> [WHAT IS BEING ASKED]:
Will you reproduce the following lines word for word, with nothing changed?

Pointing lines for named objects:
■ ■ ■ ■

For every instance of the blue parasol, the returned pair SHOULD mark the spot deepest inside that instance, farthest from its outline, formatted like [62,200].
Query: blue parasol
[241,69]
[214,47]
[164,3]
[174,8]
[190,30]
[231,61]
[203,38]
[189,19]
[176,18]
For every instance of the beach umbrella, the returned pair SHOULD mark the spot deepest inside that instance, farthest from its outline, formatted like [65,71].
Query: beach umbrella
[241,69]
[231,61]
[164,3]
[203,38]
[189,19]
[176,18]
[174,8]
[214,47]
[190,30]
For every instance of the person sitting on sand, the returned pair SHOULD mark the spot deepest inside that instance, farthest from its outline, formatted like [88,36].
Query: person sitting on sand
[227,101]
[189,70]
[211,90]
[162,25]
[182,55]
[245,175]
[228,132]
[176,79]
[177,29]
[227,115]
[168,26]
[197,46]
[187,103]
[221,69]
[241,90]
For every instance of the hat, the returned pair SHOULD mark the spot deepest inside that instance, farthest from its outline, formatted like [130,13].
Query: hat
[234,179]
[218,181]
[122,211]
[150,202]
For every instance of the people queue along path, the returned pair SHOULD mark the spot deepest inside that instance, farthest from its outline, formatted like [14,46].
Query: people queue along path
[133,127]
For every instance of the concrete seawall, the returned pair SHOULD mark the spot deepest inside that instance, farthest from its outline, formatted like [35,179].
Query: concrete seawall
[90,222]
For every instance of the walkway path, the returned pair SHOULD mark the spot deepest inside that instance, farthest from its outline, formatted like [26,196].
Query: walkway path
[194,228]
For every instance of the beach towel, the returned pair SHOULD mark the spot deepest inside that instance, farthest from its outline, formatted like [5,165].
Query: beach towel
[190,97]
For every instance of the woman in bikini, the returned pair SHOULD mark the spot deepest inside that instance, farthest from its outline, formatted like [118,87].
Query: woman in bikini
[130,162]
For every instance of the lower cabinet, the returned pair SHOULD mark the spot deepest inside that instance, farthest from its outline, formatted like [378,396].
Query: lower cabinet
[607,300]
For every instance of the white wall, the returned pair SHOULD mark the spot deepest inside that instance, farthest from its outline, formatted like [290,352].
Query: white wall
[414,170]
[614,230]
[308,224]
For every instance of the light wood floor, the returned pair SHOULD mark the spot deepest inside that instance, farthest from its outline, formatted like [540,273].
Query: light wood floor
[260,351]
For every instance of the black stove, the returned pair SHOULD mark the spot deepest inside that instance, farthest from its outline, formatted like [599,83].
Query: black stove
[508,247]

■ ■ ■ ■

> [TASK SOLUTION]:
For every instance of the blue parasol, the returned pair SHOULD mark the spot deepest inside that instance, farthest from its outline, formatted like [62,200].
Query: blue parasol
[241,69]
[214,47]
[164,3]
[174,8]
[190,30]
[231,61]
[203,38]
[189,19]
[176,18]
For every instance of the beach umbrella, the returned pair SHOULD mark the spot deepest inside that instance, farthest from its outline, formatted like [65,71].
Query: beach umbrella
[241,69]
[231,61]
[164,3]
[203,38]
[189,19]
[176,18]
[174,8]
[214,47]
[190,30]
For every instance of the person sitting on sand, the returned pair SHOULD mark the spot deepest inside that instance, farthest from its outline, formatted like [88,36].
Query: person sitting on sand
[227,101]
[189,70]
[211,90]
[162,25]
[182,55]
[245,175]
[228,132]
[176,79]
[177,29]
[227,115]
[168,26]
[197,46]
[187,103]
[221,69]
[241,90]
For every instance of the hat, the returned pair SHOULD mark the spot deepest inside that instance, farthest from its outline, formatted like [130,13].
Query: hat
[234,179]
[218,181]
[122,211]
[150,202]
For every instance of the people queue along path, the returned pair SHOULD mark the spot deepest inside that instance, farthest from its outline, formatted like [14,46].
Query: people queue along path
[133,127]
For every instance of the concrete seawall, the returned pair SHOULD mark the spot deepest inside that instance, farthest from its outline, formatted like [35,179].
Query: concrete seawall
[90,222]
For every instance of the walkway path, the returned pair SHOULD mark the spot deepest inside that instance, farthest from its outline, formatted like [26,196].
Query: walkway path
[194,228]
For every instance of the beach towel, the returned pair SHOULD mark the spot deepest inside that instance, farthest from its outline, formatted like [5,165].
Query: beach towel
[190,97]
For every instance of the woman in bikini, the returned pair SHOULD mark the spot deepest inside that instance, farthest from its outline, formatted like [118,87].
Query: woman in bikini
[130,162]
For every instance of the lower cabinet, the returned pair SHOULD mark the spot deepest inside that instance, farthest from its outline, formatted like [378,396].
Query: lower cabinet
[607,300]
For every instance of the white wall, the returned pair SHOULD mark the spot deepest inside that instance, farthest from its outline, formatted like [290,352].
Query: white wall
[414,170]
[614,230]
[308,224]
For every instance of the light wood floor, the returned pair SHOULD mark the spot deepest inside that instance, farthest from its outline, formatted like [540,273].
Query: light wood floor
[260,351]
For every instance of the black stove, the returned pair SHOULD mark the spot deepest inside that instance, farthest from its outline, formatted like [599,83].
Query: black stove
[508,247]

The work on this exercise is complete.